YOUR OBJECTIVE:
Find the word "instance" below. Copy each line that has it.

= Beginning of Section =

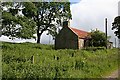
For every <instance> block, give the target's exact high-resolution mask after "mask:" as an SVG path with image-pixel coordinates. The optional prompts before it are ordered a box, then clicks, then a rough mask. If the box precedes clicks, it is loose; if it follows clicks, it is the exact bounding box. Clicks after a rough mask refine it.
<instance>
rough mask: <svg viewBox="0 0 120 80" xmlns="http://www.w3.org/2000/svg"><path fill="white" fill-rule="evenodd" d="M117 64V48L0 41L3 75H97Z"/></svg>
mask: <svg viewBox="0 0 120 80" xmlns="http://www.w3.org/2000/svg"><path fill="white" fill-rule="evenodd" d="M117 68H118V50H117V49H108V50H96V51H92V50H89V51H87V50H72V49H65V50H54V46H53V45H42V44H35V43H6V42H3V43H2V77H3V78H24V79H25V80H26V79H30V78H34V79H37V78H51V80H52V79H55V78H101V77H102V76H104V75H105V74H107V73H109V72H111V71H113V70H115V69H117Z"/></svg>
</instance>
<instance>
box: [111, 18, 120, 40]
mask: <svg viewBox="0 0 120 80" xmlns="http://www.w3.org/2000/svg"><path fill="white" fill-rule="evenodd" d="M112 26H113V27H112V30H113V29H115V32H114V33H115V35H116V36H117V37H118V38H119V39H120V16H117V17H116V18H115V19H114V22H113V23H112Z"/></svg>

= End of Section =

WRITTEN SOLUTION:
For every <instance> block, give the target's exact high-resolution mask after "mask:" as an SVG path with image-pixel coordinates. The optional prompts before it are ordered a box, then clicks, then a rough mask. If the box precedes clicks, it is loose; if it follows clicks, it is the exact bounding box. Clicks after a rough mask refine it.
<instance>
</instance>
<instance>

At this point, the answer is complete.